* START Items *

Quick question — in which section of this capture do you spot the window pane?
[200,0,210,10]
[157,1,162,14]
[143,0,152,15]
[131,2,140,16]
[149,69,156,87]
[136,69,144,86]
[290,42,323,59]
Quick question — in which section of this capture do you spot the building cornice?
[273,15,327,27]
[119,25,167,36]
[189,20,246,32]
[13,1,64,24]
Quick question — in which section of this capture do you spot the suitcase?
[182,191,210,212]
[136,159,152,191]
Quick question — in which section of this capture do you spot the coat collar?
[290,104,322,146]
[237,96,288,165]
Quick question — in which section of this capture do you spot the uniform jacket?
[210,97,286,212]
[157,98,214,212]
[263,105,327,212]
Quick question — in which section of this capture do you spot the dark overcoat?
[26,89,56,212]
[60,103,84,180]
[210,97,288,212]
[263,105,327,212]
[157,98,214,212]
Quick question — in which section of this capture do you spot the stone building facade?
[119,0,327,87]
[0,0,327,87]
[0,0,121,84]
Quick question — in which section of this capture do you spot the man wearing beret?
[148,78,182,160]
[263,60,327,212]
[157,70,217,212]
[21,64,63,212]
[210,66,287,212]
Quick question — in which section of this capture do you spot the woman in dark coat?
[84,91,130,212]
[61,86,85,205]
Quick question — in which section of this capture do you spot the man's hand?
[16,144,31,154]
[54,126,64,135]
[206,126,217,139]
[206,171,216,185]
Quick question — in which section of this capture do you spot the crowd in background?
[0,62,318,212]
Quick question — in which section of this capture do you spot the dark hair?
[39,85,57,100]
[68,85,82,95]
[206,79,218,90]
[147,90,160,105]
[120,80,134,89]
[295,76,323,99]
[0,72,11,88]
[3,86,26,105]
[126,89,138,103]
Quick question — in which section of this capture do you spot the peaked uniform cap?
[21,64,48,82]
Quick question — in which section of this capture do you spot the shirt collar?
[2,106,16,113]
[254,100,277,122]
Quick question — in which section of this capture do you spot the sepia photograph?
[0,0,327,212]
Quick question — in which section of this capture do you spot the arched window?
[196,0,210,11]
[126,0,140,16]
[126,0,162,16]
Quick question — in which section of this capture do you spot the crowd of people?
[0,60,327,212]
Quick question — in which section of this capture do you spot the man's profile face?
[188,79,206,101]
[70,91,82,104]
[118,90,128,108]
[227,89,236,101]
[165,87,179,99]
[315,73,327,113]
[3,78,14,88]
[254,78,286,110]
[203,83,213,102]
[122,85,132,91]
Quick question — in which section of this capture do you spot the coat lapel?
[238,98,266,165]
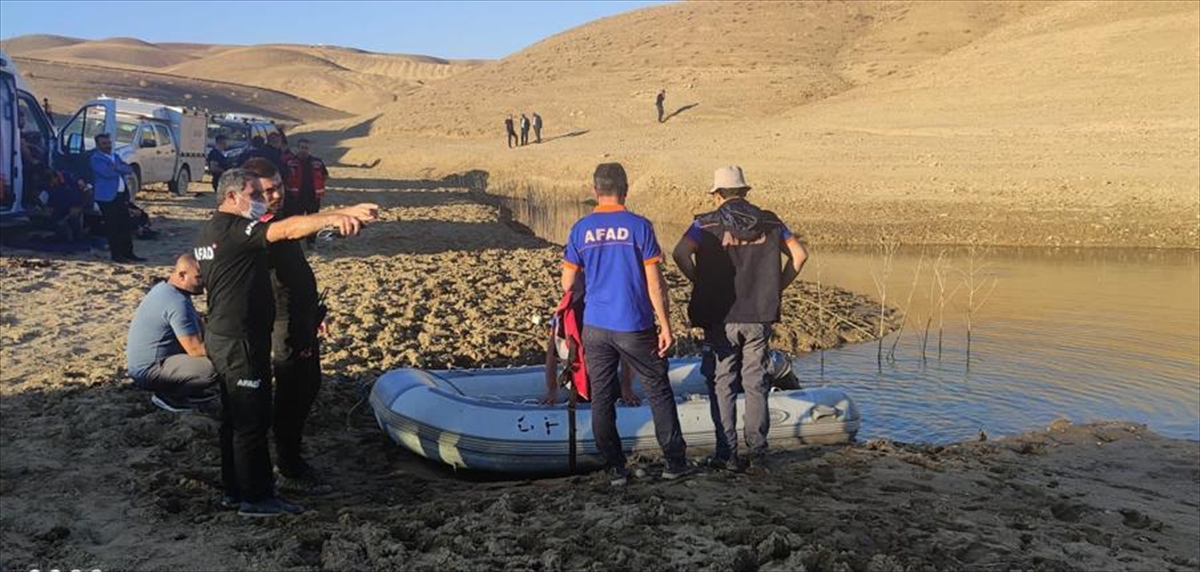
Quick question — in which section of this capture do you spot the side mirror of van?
[66,133,83,155]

* END Items *

* Problem statement:
Copy every line of the material above word for word, but leave out the pictures.

* Result:
Quick question — in which section of this capture do you spot the window pane?
[200,0,210,10]
[157,1,162,14]
[143,0,152,15]
[131,2,140,16]
[149,69,156,87]
[136,69,144,86]
[290,42,323,59]
Quick question — in which section of this capture do you spot the building cornice?
[273,15,327,27]
[119,25,167,36]
[189,20,246,32]
[13,1,64,24]
Quick question — in which section of this capture do you spot the suitcase?
[182,191,210,212]
[136,159,152,191]
Quick question — in which section of this capture do you spot the coat collar?
[290,104,322,146]
[237,96,288,165]
Quick question — in which section of this capture do you spot the uniform jacket?
[210,97,286,212]
[157,98,214,212]
[263,105,327,212]
Quick question — in which section of this capture do you spot the dark overcoat?
[26,89,56,212]
[60,103,84,180]
[210,97,288,212]
[263,105,327,212]
[157,98,214,212]
Quick question — in which section of this capture do you spot the stone building facade?
[119,0,327,87]
[0,0,327,87]
[0,0,121,84]
Quick question — in which section of this capture do you spot the man wearing beret?
[148,78,182,160]
[263,60,327,212]
[157,70,217,212]
[21,64,63,212]
[210,66,287,212]
Quick question — in which section of this capture do you spot the woman in dark coat?
[84,91,130,212]
[61,86,85,205]
Quick question — in which section of this capture do you spot the man's hand?
[16,144,31,154]
[54,126,64,135]
[206,126,217,139]
[206,171,216,185]
Quick question — in which section of this capture do you spot the crowd in background?
[0,62,318,212]
Quick question — in which section of this capture do you spot the dark hair?
[39,85,57,100]
[68,85,82,95]
[206,79,218,90]
[147,90,160,105]
[120,80,134,89]
[295,76,323,99]
[0,72,11,88]
[3,86,26,105]
[126,89,138,103]
Quick question — in which section of this capture do you spot the peaked uniform cap?
[21,64,48,82]
Quick question — in which section of this capture do you spot the shirt collar?
[2,106,16,113]
[254,100,277,122]
Quick question — in which section of this capture do you spot the sepia photograph?
[0,0,327,212]
Quick question — in which section of this capture do you spot the arched window?
[196,0,210,11]
[126,0,140,16]
[126,0,162,16]
Quick question — in which section of this capture do you spot the crowd of people?
[0,60,327,212]
Quick question — in which section of this capture do you spot the man's profile face?
[188,79,206,101]
[70,91,82,104]
[118,90,128,108]
[227,89,236,101]
[165,87,179,99]
[315,73,327,113]
[3,78,14,88]
[254,78,286,110]
[203,83,213,102]
[122,85,132,91]
Quick question — in which section of this capture do you spot the coat lapel?
[238,98,266,165]
Quick question — in which section of this capture do you spot the side mirror of van?
[66,133,83,155]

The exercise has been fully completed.